Jednak warto poszukać głębiej i sięgnąć po kultowe klasyki oraz poważniejsze produkcje przeważnie skierowane do dojrzałego widza. Oznaczenie "seinen" (jap młody człowiek) noszą tytuły, tworzone z myślą o bardziej wymagających odbiorcach. Zwykle prezentują bardziej mroczne, poważne historie, niekiedy ubarwione purpurą i flakami. Berserk, Monster, Blame, Black God - te nazwy mówią same za siebie. Oczywiście nie samymi sugestywnymi klimatami człowiek żyje, więc natrafić można również na twory, typu Cowboy Bebop (sci-fi blues), Trigun (western sci-fi), Spice and Wolf (... tego raczej się nie zaszufladkuje), 5 Centimeters Per Second (romans), Ghost in the Shell (sci-fi), Cat Soup (filozficzny), Mindgame, Perfect Blue (psychologiczne), Mushishi (okruchy życia, fantastyka), Tengenn Toppa Gurren Laggan... No właśnie. Przy tym ostatnim wchodzimy na grunt jednego z większych prądów japońskiej rozrywki i fantastyki naukowej - Wielkich Robotów.

hahahaha.JPG

Nie ma to jak biegające i strzelające kilkunastometrowe stalowe kolosy, naszprycowane elektroniką i kosmicznymi technologiami. Pociąg do technologii Japońców skutkuje coraz bardziej wyszukanymi maszynami (dominują pancerze w stylu samurajskiej zbroi, jednak zdarzają się takie dziwadła w stylu Evangeliona, Zeartha czy Rahxephona) i anime z nimi w roli głównej. Jednak nie zawsze tak jest. Generalnie takie anime dzielą się na dwie kategorie: "o robotach" i "z robotami". Jak już się domyślacie, w tych pierwszych wszystko kręci się wokół mechów - są jedyną nadzieją ludzkości, mają supermoce a czasem nawet są inteligentne. Takie super-roboty. Druga odmiana traktuje mechy bardziej ... hmm... przedmiotowo. Bohaterami są piloci, a mechy są jedynie ich bronią i pancerzem. Mamy więc realistyczne opowieści wojenne z linii frontu, jak Mobile Suit Gundam albo epickie sagi pokroju Generała Daimosa. To tyle o robotach - więcej o nich byłby w stanie opowiedzieć pewien ImpulseM, któremu metal w żyłach płynie (a jest on ekspertem w temacie).

■ **ZADANIA DO WYKONANIA**:
**1.** Co według tekstu strony znaczy po japońsku słowo „seinen”?
**2.** Wyjaśnij na podstawie tekstu strony, skąd biorą się coraz bardziej wyszukane maszyny w japońskich anime o wielkich robotach.
**3.** Oceń, czy poniższe stwierdzenia zgadzają się z tekstem strony: (a) w anime „z robotami” bohaterami są piloci; (b) Cowboy Bebop zaliczono do romansów; (c) wśród pancerzy maszyn dominuje styl samurajskiej zbroi.

■ **WYCIĄG Z DANYCH**:
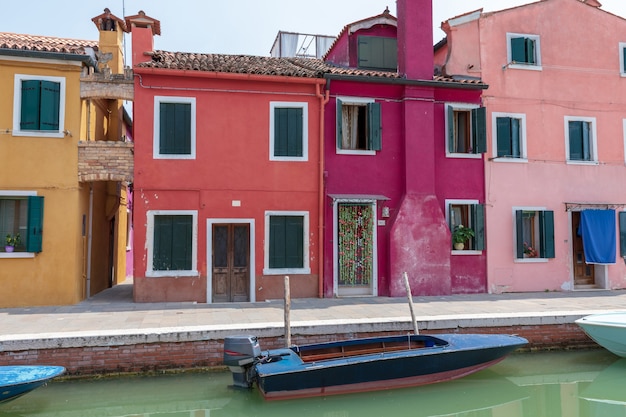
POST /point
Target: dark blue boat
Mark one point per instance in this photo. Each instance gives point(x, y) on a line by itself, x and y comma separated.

■ **ODPOWIEDZI DO ZADAŃ**:
**1.** Młody człowiek.

**2.** Wynikają one z pociągu Japończyków do technologii. Ten pociąg prowadzi do coraz bardziej wyszukanych maszyn i do anime, w których grają one główną rolę.

**3.**
(a) Tak: „Bohaterami są piloci, a mechy są jedynie ich bronią i pancerzem.”
(b) Nie: „Cowboy Bebop (sci-fi blues)”.
(c) Tak: „dominują pancerze w stylu samurajskiej zbroi”.